===== Excerpted data

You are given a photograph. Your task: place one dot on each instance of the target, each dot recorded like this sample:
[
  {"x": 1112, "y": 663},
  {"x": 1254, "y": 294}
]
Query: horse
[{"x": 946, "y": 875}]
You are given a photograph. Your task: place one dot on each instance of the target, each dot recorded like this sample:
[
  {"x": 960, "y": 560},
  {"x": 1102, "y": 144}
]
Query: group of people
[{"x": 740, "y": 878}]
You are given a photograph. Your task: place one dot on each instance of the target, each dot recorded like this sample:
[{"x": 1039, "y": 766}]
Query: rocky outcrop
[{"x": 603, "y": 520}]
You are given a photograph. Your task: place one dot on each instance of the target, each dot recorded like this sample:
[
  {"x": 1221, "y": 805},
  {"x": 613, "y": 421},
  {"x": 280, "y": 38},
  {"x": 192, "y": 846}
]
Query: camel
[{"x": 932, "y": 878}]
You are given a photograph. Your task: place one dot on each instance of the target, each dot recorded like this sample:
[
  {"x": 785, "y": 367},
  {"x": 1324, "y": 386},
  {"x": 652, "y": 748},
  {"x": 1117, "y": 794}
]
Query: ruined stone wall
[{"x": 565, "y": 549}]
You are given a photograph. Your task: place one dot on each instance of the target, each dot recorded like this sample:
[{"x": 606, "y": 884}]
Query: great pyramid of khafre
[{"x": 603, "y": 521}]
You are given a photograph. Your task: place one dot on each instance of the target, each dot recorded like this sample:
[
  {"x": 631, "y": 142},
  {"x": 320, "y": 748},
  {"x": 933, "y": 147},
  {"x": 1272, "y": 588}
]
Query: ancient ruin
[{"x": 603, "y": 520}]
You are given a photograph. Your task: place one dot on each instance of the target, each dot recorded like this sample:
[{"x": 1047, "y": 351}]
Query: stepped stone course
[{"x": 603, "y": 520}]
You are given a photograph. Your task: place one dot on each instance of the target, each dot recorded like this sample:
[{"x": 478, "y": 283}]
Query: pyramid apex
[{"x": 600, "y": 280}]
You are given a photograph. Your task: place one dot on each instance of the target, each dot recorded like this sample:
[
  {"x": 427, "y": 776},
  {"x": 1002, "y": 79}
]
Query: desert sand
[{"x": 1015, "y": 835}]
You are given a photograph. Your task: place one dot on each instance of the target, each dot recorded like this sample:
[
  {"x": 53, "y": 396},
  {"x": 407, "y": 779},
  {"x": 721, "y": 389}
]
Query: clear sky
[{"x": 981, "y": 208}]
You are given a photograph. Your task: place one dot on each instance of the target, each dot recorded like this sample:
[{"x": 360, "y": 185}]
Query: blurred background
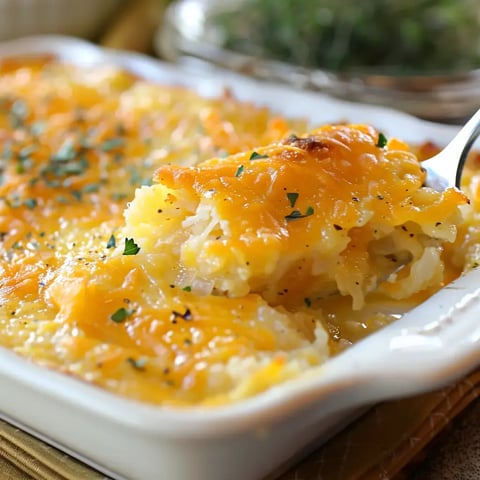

==========

Please copy every entry exactly, without the pictures.

You are given a photograph. Your task: place one dot on each instance of the target, each dot recorded like this sample:
[
  {"x": 1112, "y": 663},
  {"x": 1254, "y": 294}
]
Query: horse
[{"x": 946, "y": 875}]
You are given a photograph. Your task: place one dot on each instance of the target, each dot recorded like this sample:
[
  {"x": 960, "y": 560},
  {"x": 1102, "y": 144}
]
Query: group of people
[{"x": 740, "y": 878}]
You are given a photograph. Your task: place one dot on each instance of the target, each dot recorded like this sample:
[{"x": 1039, "y": 766}]
Query: rocky outcrop
[{"x": 603, "y": 520}]
You are given a photograph. Your task: place one dot on each instance of the target, each dot recorded like this sample:
[
  {"x": 1221, "y": 805},
  {"x": 613, "y": 421},
  {"x": 280, "y": 38},
  {"x": 192, "y": 846}
]
Query: camel
[{"x": 932, "y": 878}]
You are given a photograph. Your task: place one dot on each instance of the target, each dot recorded like this sample:
[
  {"x": 785, "y": 367},
  {"x": 1324, "y": 386},
  {"x": 652, "y": 748},
  {"x": 1117, "y": 794}
]
Query: ruined stone wall
[{"x": 565, "y": 549}]
You are given a photograph. Your task: place one dot on each instance of the target, each dot recorded like this sample:
[{"x": 606, "y": 884}]
Query: great pyramid of khafre
[{"x": 603, "y": 521}]
You are given a photograph. Your task: place one dot on each instance of the target, each dot recorded like this sample:
[
  {"x": 631, "y": 142},
  {"x": 320, "y": 748},
  {"x": 933, "y": 147},
  {"x": 1272, "y": 588}
]
Query: ancient ruin
[{"x": 603, "y": 520}]
You are given a photograph. Your task: place one dot on each instance of the target, each dot recorded like this sample:
[{"x": 1047, "y": 351}]
Query: stepped stone course
[{"x": 603, "y": 520}]
You are given a photograph. Your task: place one dot on each instance of the target, each dot recorded like this sample:
[{"x": 478, "y": 283}]
Query: pyramid apex
[{"x": 600, "y": 280}]
You are given a photograph. Your task: place one dot on each instance of the target, each dot recorded like this sample:
[
  {"x": 427, "y": 776},
  {"x": 1002, "y": 79}
]
Query: desert sand
[{"x": 1015, "y": 835}]
You are given a photograph. Your task: place one dot on each instance of the target, each dot recorded like this sample:
[
  {"x": 53, "y": 396},
  {"x": 407, "y": 779},
  {"x": 721, "y": 389}
]
Query: clear sky
[{"x": 981, "y": 208}]
You are given a photograph. Your task: place one dot on each instance of the target, each dot recorded like this sample:
[{"x": 360, "y": 185}]
Query: blurred background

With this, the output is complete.